**Problems to solve**:
a: Reproduce the passage of the IoT security article starting at "Kaspersky Lab strongly" and ending at "apply these updates.".
b: According to the IoT security article, what did researchers at security firm Sucuri uncover in 2016?

**Reading passage**:
The researchers were also able to logon to entire Wi-Fi networks “simply by retrieving the password stored in a device to gain network access.”
Dr Oren urges IoT device manufacturers to stop using easy passwords and to disable remote access capabilities.
He also advised them to make it harder to get information from shared ports, like an audio jack which was proven vulnerable in other studies by Cyber@BGU researchers. “It seems getting IoT products to market at an attractive price is often more important than securing them properly,” he said.
Consumers and businesses can better protect themselves by only buying IoT devices from reputable manufacturers and vendors; avoid used IoT devices; carry out research into each device to see if it has a default password; and use strong passwords with a minimum of 16 letters.
The advice to always change default passwords was echoed by at least one security expert.
“The nature of our connected lives means that hackers have an infinitely larger surface area on which to launch their attacks,” said David Emm, principal security researcher at Kaspersky Lab. “It’s no longer a case of just securing our desktop computers – now connected devices range from kids’ toys to CCTV cameras, baby monitors, smart homes and smart TVs. To put it another way, the more times you cross the road, the more chance you have of being knocked down – and it’s the same concept with cybersecurity.”
“The government’s recent announcement of IoT guidelines was very welcome, but they must set the standards for developing security practices for IoT devices,” said Emm. “Not only this, but security should be implemented by design globally by manufacturers.”
Kaspersky Lab strongly advises users always change the default password with a complex one instead; pay close attention to security issues of connected devices before purchasing; and check to see if the product can be updated and always apply these updates.
The security threat posed by IoT devices was starkly illustrated in 2016 when researchers at security firm Sucuri uncovered an unusual botnet made up entirely of Internet-connected CCTV cameras.

**Provided data**:
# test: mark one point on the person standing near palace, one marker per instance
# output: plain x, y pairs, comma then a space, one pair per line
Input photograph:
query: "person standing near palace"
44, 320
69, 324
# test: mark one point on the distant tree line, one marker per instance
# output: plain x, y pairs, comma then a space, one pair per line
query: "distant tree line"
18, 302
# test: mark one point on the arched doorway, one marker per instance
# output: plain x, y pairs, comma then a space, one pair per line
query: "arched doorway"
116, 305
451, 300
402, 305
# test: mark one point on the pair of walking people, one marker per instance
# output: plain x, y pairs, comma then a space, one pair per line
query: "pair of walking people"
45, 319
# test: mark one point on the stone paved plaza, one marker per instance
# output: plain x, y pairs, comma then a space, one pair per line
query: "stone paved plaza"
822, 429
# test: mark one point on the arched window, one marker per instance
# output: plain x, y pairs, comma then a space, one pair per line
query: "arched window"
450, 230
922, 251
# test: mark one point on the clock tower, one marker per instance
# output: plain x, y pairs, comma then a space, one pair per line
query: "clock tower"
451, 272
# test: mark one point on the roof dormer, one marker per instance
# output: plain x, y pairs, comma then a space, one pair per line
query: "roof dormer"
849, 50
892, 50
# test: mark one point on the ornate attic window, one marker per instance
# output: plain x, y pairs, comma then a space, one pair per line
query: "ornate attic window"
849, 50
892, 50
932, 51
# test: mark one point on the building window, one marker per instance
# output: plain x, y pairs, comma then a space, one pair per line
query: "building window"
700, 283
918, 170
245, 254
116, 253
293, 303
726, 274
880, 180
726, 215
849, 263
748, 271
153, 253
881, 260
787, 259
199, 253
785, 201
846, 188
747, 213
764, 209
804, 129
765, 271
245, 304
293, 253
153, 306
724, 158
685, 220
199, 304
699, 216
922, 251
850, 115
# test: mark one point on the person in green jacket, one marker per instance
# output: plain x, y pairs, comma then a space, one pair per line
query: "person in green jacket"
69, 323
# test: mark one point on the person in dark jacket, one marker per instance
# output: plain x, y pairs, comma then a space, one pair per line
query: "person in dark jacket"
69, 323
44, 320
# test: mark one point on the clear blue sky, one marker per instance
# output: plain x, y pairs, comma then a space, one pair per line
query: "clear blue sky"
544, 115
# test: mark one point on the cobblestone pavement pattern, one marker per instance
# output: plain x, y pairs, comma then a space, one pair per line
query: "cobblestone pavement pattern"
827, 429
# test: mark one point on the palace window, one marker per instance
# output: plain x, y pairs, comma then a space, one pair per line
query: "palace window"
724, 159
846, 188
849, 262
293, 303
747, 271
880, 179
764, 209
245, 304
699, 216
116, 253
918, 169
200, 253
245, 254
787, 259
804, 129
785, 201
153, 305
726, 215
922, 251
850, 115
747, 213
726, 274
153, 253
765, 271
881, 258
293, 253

**Final answers**:
a:
Kaspersky Lab strongly advises users always change the default password with a complex one instead; pay close attention to security issues of connected devices before purchasing; and check to see if the product can be updated and always apply these updates.

b: An unusual botnet made up entirely of Internet-connected CCTV cameras.